> _Exercise description_: Pick out and copy each line in the items below that contains the word "stainless".

> _Data section_:
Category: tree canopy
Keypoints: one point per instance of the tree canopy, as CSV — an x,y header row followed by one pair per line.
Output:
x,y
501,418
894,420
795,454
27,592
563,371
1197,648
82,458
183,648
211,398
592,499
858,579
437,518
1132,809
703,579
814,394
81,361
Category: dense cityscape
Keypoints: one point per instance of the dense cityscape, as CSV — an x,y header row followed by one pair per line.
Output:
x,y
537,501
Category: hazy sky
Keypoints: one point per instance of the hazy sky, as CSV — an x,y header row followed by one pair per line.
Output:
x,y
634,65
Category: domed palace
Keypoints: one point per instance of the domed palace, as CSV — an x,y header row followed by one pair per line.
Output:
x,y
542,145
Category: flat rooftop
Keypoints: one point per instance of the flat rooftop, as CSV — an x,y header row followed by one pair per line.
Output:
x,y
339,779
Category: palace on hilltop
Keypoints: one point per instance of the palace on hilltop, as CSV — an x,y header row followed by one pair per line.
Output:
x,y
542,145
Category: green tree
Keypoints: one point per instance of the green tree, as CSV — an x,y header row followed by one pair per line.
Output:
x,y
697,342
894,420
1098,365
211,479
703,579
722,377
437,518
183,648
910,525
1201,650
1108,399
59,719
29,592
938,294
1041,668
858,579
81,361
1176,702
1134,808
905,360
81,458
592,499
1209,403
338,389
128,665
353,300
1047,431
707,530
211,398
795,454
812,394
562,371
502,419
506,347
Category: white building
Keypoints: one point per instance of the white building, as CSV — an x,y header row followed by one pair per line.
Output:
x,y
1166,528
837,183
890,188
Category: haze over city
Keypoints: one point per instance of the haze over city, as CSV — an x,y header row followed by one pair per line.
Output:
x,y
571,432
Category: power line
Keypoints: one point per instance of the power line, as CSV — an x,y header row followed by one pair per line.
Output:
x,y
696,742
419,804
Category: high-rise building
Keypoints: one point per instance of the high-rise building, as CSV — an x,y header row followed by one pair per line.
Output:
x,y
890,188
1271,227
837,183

...

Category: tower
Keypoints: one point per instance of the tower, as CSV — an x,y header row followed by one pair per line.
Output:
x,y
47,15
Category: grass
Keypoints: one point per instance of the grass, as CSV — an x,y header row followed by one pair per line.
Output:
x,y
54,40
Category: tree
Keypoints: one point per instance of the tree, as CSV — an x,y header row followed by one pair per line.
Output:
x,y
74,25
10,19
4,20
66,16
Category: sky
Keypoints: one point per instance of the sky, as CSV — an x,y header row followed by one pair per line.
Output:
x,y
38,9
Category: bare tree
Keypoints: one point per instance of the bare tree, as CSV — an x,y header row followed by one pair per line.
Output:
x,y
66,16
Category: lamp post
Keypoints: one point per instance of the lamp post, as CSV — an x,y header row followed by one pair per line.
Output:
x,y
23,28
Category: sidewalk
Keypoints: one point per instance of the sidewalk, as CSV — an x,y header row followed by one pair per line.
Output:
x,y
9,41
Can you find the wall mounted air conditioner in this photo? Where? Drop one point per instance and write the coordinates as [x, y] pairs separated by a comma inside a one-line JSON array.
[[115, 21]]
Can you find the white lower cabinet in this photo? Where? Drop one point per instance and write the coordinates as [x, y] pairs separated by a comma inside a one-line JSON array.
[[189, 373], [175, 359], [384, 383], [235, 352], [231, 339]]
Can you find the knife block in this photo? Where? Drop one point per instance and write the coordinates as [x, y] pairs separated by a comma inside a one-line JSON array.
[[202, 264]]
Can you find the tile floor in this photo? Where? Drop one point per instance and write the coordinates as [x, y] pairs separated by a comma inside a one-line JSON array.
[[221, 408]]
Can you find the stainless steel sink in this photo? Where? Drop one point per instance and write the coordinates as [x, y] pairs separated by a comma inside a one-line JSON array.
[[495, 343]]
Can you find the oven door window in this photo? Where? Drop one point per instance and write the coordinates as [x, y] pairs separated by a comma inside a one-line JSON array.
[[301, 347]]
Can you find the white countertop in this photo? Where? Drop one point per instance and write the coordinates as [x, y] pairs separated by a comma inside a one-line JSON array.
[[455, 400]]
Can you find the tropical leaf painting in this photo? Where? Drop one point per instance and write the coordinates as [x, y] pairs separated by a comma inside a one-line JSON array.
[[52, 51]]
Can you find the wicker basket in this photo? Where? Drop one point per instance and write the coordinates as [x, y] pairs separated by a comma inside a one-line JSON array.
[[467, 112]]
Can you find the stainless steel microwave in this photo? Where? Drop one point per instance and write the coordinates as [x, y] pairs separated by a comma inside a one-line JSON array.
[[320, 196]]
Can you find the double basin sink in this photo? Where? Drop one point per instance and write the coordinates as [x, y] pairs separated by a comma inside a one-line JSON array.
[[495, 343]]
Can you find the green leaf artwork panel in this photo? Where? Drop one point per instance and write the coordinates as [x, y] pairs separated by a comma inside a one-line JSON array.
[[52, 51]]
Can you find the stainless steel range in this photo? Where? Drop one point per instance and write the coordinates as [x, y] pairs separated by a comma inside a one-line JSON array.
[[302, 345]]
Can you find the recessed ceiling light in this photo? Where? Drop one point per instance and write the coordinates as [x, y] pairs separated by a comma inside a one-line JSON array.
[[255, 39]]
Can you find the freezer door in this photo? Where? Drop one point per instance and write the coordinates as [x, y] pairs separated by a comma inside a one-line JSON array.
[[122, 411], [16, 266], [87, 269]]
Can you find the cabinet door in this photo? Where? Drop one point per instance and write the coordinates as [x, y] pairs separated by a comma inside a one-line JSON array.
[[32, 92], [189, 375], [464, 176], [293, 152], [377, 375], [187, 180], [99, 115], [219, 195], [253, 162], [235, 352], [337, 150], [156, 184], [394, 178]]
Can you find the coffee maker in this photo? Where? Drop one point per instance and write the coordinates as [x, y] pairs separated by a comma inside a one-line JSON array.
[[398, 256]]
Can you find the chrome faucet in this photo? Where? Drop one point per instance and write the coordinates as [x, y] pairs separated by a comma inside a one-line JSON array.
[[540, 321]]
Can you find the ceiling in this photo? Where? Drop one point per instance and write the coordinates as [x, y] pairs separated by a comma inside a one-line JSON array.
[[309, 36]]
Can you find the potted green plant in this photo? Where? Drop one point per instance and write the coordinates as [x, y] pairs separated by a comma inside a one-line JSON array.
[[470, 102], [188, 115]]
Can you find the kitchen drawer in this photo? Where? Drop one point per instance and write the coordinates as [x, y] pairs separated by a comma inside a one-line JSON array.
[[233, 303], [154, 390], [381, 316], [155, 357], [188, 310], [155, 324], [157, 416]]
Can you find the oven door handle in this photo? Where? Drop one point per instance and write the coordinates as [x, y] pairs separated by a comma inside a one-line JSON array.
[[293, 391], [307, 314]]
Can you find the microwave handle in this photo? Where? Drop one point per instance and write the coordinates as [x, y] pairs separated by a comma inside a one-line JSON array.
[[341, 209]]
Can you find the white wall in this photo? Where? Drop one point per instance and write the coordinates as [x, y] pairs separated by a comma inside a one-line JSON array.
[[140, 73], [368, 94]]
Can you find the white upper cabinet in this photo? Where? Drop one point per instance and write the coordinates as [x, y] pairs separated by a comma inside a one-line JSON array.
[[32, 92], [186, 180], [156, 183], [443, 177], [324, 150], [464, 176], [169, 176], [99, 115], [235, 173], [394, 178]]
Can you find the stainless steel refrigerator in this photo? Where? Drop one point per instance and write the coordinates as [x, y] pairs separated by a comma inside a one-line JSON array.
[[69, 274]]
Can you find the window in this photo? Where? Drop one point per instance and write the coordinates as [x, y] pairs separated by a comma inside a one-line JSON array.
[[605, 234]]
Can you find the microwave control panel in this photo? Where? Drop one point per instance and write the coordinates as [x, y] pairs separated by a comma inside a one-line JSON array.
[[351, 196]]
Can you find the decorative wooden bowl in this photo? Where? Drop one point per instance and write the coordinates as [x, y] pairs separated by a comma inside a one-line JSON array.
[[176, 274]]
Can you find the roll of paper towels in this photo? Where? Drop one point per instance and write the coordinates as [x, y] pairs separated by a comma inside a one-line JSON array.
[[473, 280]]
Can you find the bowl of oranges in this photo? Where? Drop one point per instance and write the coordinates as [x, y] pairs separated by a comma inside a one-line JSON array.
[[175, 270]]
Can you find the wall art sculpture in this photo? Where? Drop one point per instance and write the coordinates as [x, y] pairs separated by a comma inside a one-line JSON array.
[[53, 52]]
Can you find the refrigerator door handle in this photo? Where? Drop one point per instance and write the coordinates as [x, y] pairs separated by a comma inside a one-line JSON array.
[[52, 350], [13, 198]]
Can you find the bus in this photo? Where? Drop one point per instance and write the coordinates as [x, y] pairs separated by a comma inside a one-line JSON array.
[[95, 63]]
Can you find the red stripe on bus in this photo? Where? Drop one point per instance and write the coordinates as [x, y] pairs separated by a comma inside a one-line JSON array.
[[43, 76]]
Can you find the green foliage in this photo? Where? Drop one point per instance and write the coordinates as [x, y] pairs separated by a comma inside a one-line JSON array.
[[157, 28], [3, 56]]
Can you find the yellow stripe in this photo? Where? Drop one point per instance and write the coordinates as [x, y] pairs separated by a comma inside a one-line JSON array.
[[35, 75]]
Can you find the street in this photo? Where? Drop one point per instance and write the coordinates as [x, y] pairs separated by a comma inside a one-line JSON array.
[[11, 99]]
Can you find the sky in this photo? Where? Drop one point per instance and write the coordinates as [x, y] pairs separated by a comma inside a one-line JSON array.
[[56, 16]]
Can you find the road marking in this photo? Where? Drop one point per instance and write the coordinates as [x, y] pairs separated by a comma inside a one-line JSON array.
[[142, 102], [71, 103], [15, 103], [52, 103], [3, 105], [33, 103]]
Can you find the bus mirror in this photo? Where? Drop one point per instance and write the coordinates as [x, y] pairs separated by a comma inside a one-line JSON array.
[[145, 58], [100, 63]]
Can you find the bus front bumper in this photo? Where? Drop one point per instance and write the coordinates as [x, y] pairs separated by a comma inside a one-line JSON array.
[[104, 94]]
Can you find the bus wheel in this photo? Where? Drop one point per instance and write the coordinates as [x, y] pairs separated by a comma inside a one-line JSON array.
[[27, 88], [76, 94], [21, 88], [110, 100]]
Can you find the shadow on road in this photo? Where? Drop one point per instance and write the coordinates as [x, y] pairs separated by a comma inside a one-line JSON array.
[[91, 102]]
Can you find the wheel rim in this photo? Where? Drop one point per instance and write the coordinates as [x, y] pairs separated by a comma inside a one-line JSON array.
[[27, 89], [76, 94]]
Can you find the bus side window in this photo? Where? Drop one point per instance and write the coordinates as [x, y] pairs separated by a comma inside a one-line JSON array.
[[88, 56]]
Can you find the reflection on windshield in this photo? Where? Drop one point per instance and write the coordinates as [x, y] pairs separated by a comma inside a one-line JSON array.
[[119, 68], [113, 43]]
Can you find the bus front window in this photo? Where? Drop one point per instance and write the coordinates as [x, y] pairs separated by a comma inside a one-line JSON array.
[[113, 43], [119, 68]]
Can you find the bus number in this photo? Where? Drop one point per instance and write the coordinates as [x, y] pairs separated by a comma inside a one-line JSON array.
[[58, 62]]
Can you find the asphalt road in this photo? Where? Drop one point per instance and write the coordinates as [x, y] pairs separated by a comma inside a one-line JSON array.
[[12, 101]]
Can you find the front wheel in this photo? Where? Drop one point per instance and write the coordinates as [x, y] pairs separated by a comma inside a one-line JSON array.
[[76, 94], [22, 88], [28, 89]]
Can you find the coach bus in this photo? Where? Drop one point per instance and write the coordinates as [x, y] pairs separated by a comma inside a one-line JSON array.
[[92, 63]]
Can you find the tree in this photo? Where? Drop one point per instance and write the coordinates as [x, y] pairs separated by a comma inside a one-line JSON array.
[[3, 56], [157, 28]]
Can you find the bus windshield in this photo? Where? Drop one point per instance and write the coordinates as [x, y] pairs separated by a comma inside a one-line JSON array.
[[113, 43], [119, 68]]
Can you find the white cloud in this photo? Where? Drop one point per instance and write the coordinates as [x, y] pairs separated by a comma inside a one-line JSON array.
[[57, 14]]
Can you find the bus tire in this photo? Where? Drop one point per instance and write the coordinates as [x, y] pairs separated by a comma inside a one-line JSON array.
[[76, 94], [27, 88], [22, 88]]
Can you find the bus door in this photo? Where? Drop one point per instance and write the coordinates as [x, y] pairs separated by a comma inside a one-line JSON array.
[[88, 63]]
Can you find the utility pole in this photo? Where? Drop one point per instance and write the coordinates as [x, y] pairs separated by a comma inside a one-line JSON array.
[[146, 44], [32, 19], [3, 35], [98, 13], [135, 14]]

* * *

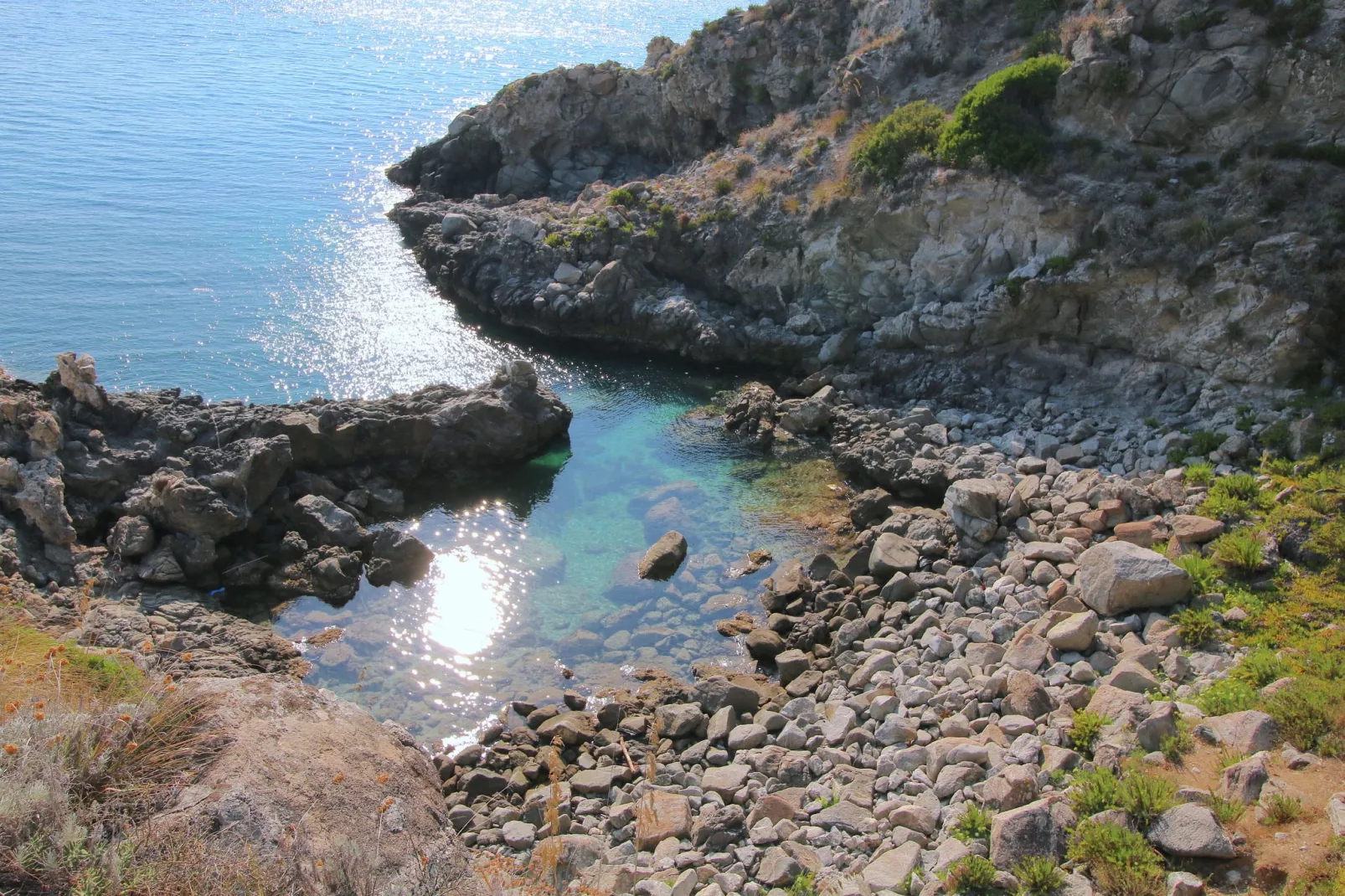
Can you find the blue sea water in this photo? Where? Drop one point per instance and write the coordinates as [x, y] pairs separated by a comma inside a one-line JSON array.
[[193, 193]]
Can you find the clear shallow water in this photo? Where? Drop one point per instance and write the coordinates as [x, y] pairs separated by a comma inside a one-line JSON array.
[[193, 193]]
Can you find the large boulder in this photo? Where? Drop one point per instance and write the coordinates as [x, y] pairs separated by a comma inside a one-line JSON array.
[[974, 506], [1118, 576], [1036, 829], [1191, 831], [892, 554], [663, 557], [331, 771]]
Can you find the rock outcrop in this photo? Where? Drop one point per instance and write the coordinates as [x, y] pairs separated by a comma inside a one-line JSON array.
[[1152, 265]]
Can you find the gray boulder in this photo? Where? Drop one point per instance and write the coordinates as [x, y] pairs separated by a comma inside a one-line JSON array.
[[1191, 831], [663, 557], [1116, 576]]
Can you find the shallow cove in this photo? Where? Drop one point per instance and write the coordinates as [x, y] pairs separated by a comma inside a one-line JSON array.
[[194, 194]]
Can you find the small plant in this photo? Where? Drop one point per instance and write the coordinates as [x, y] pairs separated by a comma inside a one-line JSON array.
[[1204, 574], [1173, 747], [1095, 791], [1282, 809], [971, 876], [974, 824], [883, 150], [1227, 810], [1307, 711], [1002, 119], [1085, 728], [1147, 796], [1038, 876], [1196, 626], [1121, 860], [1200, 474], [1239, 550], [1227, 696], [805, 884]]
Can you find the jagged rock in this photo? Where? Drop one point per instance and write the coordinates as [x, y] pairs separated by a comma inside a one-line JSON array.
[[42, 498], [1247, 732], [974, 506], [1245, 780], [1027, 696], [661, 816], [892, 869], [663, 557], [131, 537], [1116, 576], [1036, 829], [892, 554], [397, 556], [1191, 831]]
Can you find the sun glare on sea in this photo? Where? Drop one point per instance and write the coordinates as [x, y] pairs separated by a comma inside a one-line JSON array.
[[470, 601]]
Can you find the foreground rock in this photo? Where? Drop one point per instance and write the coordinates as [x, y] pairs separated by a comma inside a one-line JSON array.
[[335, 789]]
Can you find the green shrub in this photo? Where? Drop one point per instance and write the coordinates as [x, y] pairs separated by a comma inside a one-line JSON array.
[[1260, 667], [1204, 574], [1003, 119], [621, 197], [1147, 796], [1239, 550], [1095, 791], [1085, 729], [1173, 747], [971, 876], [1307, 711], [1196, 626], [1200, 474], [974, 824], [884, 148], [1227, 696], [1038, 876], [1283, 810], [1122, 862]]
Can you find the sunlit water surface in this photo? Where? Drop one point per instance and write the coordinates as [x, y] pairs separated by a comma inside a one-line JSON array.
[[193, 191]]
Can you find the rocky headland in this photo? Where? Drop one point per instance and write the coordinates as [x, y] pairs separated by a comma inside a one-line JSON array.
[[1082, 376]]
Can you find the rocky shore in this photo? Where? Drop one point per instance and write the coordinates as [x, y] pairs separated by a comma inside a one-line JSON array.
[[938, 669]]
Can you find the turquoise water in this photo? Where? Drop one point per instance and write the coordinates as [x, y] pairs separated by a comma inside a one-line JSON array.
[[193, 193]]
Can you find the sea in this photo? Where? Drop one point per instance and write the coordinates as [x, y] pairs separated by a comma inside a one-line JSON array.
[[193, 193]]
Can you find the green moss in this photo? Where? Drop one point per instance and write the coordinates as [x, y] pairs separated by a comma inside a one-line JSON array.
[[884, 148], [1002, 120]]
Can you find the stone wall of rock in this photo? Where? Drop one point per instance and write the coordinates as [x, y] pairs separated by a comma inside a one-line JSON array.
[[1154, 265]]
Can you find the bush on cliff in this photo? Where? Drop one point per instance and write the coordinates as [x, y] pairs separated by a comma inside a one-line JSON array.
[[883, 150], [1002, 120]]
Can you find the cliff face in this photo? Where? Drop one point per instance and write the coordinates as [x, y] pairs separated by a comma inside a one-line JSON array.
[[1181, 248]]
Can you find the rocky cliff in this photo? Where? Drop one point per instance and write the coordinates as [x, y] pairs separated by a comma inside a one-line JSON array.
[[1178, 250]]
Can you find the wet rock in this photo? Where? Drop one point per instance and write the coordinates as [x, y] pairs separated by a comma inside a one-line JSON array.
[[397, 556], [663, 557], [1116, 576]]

> _Full answer_:
Can you find the stainless steel sink in this photo? Where? Drop one point per instance and write the coordinates as [x, y] pairs separated by a comma inside a one-line JSON array.
Can you find the stainless steel microwave in this photo? Where? Drop one point per instance and write the coordinates as [x, y] pairs separated by a comma inside a one-line JSON array.
Can you find the stainless steel range in this photo? Where? Drop one point per instance and write the coordinates as [x, y] pairs separated by a comma inside a one-line JSON array.
Can you find the stainless steel refrigerator in this photo? Where? Drop one point per instance and write the coordinates as [x, y] pairs separated by a comma inside a one-line JSON array.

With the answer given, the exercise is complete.